● **What the exercise asks**
Produce the listing below again, exactly as shown.

[Dataset rows on where objects appear]

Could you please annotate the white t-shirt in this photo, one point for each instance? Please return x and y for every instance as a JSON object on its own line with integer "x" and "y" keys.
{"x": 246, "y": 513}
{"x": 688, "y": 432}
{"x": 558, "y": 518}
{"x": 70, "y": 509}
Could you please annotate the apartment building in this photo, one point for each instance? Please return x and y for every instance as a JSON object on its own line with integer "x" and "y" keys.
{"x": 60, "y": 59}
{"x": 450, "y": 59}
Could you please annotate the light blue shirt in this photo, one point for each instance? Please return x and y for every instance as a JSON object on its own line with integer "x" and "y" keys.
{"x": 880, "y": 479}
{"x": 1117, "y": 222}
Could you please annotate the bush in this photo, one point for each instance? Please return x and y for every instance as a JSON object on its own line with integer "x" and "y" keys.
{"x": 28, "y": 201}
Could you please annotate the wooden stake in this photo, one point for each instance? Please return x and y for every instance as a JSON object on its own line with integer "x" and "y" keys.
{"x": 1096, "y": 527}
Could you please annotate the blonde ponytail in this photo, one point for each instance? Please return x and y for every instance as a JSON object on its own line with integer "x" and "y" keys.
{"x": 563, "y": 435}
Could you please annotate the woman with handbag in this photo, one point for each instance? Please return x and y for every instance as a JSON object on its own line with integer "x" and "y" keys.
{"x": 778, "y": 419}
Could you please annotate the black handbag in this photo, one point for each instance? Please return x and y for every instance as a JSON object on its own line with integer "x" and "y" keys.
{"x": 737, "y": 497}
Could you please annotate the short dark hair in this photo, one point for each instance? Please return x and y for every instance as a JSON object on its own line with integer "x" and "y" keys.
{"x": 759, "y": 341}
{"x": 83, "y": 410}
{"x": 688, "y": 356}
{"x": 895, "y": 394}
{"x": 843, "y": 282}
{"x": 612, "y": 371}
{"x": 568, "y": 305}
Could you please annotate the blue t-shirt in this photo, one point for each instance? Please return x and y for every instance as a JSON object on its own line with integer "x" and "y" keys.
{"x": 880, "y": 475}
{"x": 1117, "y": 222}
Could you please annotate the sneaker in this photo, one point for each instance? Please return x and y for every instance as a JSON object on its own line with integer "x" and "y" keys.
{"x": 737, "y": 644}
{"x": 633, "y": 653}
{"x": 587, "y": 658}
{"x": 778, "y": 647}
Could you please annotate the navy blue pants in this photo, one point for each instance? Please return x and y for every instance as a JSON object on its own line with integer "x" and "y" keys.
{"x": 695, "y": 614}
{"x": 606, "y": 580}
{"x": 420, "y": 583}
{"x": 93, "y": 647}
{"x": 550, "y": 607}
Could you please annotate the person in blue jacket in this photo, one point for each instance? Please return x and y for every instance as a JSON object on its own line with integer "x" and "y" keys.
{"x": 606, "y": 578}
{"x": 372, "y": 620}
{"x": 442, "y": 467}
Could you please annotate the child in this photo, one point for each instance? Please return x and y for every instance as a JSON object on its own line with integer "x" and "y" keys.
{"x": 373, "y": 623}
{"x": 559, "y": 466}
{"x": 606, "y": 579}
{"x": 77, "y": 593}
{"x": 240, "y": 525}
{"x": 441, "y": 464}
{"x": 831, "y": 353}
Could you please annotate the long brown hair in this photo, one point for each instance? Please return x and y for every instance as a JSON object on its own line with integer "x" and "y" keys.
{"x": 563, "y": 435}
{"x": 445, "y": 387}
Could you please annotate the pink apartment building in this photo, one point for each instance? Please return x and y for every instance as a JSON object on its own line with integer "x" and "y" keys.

● **Solution for this task**
Could you please annotate the white t-shirt in this photo, one point for each instance? Please return x and y for every instance as a JSON object on its own line with integer "x" and "y" keys.
{"x": 246, "y": 513}
{"x": 688, "y": 432}
{"x": 558, "y": 518}
{"x": 70, "y": 509}
Could you please annotate the apartment building in this photo, one point for each instance? Please return x and y for every instance as a JSON object on its own line with integer "x" and "y" keys.
{"x": 60, "y": 59}
{"x": 450, "y": 59}
Could you please annotate the light blue shirt in this photo, one point for each instance? Please return x and y for every instance as a JSON object on its own line with integer "x" and "y" keys.
{"x": 880, "y": 479}
{"x": 1117, "y": 222}
Could you please annotate the bush in this photo, one point for each instance? Please return x and y for every instance as a JSON object on its own line with integer "x" and "y" keys.
{"x": 28, "y": 201}
Could you please annotate the wooden stake in this photo, one point for each instance? Please return x and y for every instance as a JSON object on its own line with integer "x" and "y" keys.
{"x": 1096, "y": 527}
Could you please annotate the blonde ponytail in this photo, one point for each instance? Please return x and y for every instance as a JSON object on its own line with integer "x" and "y" keys.
{"x": 563, "y": 435}
Could you please annotate the woman with handbag in this photo, one point for each instance? Please return x and y for every instance as a JSON object on its own line with integer "x" and "y" keys.
{"x": 778, "y": 419}
Could you please annotate the black handbag in this photo, one point for each instance? Please return x and y for every instance as a JSON object on its own line with integer "x" and "y" keys.
{"x": 737, "y": 497}
Could you please annotate the short dark hair in this photo, one point for each instance? Please return x and y for every instance as a JSON object on its own line with integer "x" and "y" keys.
{"x": 759, "y": 341}
{"x": 83, "y": 410}
{"x": 688, "y": 356}
{"x": 895, "y": 394}
{"x": 843, "y": 282}
{"x": 612, "y": 371}
{"x": 568, "y": 305}
Could you please annotate the blue t-shirt in this photo, one point for each instance? Please return x and y for every instance as a JSON object on its own line with integer "x" and "y" keys.
{"x": 880, "y": 475}
{"x": 1117, "y": 222}
Could you please annotate the sneaker in this photo, one point for each instance? Please return x and y for every instance as a JSON object on its own line with integer "x" and "y" keys.
{"x": 737, "y": 644}
{"x": 633, "y": 653}
{"x": 587, "y": 658}
{"x": 778, "y": 647}
Could you please annotate the navy blue pants in this photo, one point for each instance? Please return x and y for every instance as a JSON object on its own line with integer "x" and "y" keys.
{"x": 695, "y": 614}
{"x": 606, "y": 580}
{"x": 420, "y": 583}
{"x": 93, "y": 647}
{"x": 550, "y": 607}
Could you please annotate the person in blue jacket in this photo, one point for each instance? Please return x and y for every instance as a JSON object on its own line with integer "x" and "y" keys.
{"x": 606, "y": 578}
{"x": 372, "y": 620}
{"x": 442, "y": 467}
Could you please annotate the child in this photo, one point for each instance? Please return x and y for every instance as a JSON object on its own line with integer "x" and "y" keys.
{"x": 373, "y": 623}
{"x": 559, "y": 466}
{"x": 606, "y": 579}
{"x": 77, "y": 593}
{"x": 240, "y": 525}
{"x": 441, "y": 464}
{"x": 831, "y": 353}
Could you please annotate the long brown hair in this photo, one point for each instance? Please return x and y for every instance as a JSON object on its own line with integer "x" and "y" keys.
{"x": 563, "y": 435}
{"x": 445, "y": 387}
Could you please annotate the pink apartment building in this photo, one point for each instance? Please return x and y for every instance as a JSON object on its own line with integer "x" and "y" keys.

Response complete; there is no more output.